◆ **Stored items**
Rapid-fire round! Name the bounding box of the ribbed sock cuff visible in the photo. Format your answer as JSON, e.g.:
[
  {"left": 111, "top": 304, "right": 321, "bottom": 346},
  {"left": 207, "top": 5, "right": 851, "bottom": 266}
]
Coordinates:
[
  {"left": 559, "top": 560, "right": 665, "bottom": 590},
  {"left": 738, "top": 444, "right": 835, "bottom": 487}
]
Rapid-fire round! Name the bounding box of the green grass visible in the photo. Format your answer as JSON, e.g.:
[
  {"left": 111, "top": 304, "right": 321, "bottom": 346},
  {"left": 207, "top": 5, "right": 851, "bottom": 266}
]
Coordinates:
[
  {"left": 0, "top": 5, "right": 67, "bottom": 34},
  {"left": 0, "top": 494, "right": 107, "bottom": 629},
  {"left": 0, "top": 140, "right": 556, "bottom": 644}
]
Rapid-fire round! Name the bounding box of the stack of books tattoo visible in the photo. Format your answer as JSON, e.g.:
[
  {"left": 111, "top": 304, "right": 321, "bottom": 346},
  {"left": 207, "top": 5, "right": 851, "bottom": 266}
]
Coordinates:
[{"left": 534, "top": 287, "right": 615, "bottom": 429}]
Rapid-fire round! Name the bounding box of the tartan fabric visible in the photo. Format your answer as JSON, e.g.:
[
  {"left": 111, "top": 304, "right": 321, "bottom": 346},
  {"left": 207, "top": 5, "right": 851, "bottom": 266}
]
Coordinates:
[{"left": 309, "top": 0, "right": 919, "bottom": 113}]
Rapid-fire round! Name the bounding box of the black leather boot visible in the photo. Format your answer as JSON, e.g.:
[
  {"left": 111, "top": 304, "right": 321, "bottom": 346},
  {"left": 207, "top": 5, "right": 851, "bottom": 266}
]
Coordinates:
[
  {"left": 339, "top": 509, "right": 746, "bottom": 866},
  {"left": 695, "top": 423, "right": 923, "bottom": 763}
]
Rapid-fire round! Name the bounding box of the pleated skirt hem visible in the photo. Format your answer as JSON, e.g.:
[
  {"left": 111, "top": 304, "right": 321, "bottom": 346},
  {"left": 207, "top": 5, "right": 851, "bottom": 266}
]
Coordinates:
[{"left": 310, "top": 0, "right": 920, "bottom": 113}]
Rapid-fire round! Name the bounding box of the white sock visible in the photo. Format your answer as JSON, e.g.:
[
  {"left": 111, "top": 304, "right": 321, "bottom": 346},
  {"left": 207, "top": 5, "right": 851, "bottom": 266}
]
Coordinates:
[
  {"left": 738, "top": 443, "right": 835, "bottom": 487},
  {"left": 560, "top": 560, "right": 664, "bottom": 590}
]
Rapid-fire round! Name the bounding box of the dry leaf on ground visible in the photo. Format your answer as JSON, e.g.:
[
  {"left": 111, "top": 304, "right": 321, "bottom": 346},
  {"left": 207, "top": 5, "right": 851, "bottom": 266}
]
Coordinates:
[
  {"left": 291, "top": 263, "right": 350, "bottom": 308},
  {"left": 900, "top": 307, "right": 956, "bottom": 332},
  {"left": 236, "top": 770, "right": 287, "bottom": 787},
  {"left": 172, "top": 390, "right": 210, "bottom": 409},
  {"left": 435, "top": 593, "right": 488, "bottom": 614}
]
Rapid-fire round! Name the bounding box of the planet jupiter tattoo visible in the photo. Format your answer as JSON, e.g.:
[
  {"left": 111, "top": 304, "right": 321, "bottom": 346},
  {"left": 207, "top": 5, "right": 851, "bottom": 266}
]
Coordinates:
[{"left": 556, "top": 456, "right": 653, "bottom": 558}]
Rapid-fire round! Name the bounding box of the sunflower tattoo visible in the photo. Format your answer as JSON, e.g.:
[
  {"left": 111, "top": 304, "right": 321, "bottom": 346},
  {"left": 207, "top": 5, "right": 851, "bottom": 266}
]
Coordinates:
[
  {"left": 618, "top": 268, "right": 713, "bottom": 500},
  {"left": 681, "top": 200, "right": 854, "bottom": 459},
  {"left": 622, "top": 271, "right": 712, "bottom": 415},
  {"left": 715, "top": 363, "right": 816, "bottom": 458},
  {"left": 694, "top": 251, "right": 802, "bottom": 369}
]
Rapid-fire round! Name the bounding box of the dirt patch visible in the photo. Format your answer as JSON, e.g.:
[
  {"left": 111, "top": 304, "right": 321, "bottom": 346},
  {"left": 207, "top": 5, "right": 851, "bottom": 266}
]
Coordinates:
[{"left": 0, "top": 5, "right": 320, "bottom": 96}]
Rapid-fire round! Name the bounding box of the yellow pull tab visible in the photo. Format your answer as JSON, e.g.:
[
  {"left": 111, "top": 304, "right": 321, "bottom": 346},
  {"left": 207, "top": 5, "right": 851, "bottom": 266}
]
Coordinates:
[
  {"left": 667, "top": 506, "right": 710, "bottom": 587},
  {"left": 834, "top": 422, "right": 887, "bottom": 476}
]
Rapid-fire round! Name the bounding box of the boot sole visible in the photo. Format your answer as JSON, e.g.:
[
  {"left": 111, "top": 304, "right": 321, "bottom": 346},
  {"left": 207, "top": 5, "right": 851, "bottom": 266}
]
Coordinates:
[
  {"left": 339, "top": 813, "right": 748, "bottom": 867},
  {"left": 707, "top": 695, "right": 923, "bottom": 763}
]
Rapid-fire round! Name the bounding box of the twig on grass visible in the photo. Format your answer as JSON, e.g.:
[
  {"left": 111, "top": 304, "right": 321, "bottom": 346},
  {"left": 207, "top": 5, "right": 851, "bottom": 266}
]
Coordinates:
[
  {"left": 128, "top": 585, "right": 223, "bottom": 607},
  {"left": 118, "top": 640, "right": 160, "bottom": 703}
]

◆ **GOAL OF THE EXERCISE**
If a line in the entries contains "tattoo", copy it.

◆ **SOLUTION FOR THIS EXERCISE**
Rapid-fire round! Name the bounding box of the stack of books tattoo visible in the photo. Format your answer as JSON, e.g.:
Rapid-fire round! Name the bounding box of the planet jupiter tattoo visible in the photo. Format your answer as JSON, e.g.:
Rapid-fire round! Name the bounding box of the sunflower tattoo visible in the photo. Format your answer as JSON, e.g.:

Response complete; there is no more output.